» **Study material**
◇ ◇ ◇
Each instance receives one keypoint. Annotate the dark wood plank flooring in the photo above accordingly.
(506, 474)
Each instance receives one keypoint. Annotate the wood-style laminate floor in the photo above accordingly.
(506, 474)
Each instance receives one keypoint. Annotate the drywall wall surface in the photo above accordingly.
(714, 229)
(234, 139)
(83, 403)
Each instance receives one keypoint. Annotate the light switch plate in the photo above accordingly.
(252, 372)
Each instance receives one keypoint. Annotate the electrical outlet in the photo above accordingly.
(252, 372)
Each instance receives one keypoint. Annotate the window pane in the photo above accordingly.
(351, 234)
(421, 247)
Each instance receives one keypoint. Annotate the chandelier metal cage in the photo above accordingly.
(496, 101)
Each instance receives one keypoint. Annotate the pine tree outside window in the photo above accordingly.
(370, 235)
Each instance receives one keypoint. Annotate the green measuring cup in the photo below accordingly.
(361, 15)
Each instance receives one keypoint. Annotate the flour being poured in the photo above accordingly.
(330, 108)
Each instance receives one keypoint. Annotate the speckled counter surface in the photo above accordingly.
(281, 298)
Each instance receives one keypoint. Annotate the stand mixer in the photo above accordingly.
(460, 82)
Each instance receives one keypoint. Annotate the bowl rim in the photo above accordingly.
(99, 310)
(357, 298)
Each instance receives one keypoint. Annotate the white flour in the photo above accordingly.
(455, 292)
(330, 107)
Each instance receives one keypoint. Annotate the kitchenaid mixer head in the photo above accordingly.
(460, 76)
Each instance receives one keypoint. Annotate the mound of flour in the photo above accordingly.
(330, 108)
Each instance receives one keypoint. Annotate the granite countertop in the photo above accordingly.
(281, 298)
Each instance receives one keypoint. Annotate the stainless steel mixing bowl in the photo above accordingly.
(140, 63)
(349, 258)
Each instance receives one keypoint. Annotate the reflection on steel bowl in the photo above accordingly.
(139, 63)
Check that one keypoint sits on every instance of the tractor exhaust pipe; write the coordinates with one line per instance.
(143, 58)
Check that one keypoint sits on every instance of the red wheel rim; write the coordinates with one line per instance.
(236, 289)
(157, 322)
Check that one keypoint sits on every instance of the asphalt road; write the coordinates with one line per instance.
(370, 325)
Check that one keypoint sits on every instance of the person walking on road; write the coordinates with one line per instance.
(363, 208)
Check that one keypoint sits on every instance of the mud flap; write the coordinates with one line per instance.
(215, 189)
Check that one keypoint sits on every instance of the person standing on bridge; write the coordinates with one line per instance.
◇ ◇ ◇
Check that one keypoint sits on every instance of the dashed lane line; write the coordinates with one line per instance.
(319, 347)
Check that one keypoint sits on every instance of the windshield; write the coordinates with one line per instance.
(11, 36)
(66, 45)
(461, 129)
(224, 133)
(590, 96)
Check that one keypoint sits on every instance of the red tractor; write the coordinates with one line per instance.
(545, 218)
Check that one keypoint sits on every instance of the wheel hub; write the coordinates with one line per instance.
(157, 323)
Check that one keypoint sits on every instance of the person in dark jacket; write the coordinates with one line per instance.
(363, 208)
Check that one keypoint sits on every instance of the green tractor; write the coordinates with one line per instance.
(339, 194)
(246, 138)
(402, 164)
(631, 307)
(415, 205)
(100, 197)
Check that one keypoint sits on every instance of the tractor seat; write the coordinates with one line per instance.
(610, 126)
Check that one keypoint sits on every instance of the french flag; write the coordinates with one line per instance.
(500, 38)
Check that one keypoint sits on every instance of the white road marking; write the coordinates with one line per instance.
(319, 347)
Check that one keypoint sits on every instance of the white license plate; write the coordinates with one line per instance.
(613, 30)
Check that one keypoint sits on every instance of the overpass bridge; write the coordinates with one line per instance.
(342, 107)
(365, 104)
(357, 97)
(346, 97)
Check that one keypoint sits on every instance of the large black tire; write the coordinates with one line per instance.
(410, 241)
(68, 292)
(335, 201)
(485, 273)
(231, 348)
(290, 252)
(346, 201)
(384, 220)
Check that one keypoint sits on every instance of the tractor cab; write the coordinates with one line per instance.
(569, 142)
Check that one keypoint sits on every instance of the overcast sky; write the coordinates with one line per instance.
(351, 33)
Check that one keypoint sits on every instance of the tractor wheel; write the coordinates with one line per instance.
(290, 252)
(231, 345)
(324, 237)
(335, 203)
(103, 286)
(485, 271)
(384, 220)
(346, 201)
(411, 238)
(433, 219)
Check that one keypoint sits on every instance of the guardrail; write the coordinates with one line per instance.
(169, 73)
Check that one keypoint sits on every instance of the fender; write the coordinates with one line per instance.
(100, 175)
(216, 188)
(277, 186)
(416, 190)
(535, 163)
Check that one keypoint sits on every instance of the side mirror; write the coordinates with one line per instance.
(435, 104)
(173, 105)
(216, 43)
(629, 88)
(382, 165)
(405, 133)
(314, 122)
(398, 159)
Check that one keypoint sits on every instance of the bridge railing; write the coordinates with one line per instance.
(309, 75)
◇ ◇ ◇
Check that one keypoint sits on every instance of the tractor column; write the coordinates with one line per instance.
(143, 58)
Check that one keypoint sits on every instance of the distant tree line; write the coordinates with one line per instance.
◇ ◇ ◇
» **Prompt**
Return a word-for-word copy of the lines above from the one holding "Check that one keypoint sits on every instance of the mud" through the one holding "the person standing", with both of them included and nothing besides.

» **Answer section**
Check that one keypoint sits on every instance of the mud flap; write the coordinates with one line per instance.
(215, 189)
Check that one keypoint sits on every instance of the person standing on bridge; write the coordinates with one line per instance.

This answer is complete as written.